[start Passage provided]
Fourth, customizable scaffolds are provided to cue users in problem solving. Unlike QuestMap, which imposes a structure on the way ideas are related (e.g., a rebuttal note points to a claim note but not the other way), these cues, constructed by the expert instructor, serve as cognitive prompts to model “ways of thinking” about the problem. Users, however, are free to express their ideas in other ways. Fifth, a problem field is provided at the head of a note. Notes that build on each other will inherit the same problem title in the default mode unless it is changed by a user. Sixth, the “rise above” function allows users to collapse related notes into one note represented by a special icon. This function helps tidy up a cluttered view full of connected notes after discussion at some length. By so doing, the learners also achieve “clarity of mind” by synthesizing their summaries or consensus. Lastly, embedded and transformative assessment is possible by allowing searching and tracking of contributions from individuals and groups, as well as concurrent feedback to these processes. Individual or group portfolios can also be organized through the views.
Using Knowledge-building Tools for PBL
The following presents a case example of a PBL activity involving kinematics being conducted in a high school science classroom supported by knowledge-building technology.
[end Passage provided]
◆ Task brief: Name every feature that the passage on knowledge-building tools for PBL introduces with an ordinal word such as "Fourth" or "Lastly."
[start Information given]
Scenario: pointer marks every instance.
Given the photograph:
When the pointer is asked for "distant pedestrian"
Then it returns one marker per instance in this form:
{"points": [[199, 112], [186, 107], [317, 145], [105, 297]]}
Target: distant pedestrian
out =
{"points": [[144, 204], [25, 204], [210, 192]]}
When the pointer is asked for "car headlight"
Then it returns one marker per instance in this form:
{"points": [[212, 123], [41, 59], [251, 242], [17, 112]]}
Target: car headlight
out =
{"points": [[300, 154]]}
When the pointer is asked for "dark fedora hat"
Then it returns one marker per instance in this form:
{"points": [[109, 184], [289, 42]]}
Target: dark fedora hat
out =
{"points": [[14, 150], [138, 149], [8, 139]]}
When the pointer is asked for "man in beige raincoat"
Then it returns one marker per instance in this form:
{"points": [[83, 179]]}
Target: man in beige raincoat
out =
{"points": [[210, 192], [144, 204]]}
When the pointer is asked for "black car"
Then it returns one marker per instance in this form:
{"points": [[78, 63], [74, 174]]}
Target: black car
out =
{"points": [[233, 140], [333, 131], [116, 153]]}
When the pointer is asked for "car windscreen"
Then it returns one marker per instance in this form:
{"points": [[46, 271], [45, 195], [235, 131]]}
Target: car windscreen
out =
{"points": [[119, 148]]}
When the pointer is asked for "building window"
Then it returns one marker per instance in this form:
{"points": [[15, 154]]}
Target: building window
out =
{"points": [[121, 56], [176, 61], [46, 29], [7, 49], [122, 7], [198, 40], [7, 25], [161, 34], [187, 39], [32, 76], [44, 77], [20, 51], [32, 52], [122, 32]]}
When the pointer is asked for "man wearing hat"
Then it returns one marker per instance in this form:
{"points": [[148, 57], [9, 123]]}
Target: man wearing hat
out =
[end Information given]
◆ Answer to the problem:
- Customizable scaffolds that cue users in problem solving (Fourth)
- A problem field at the head of a note (Fifth)
- The "rise above" function, which collapses related notes into one note (Sixth)
- Embedded and transformative assessment through searching and tracking of contributions, with concurrent feedback (Lastly)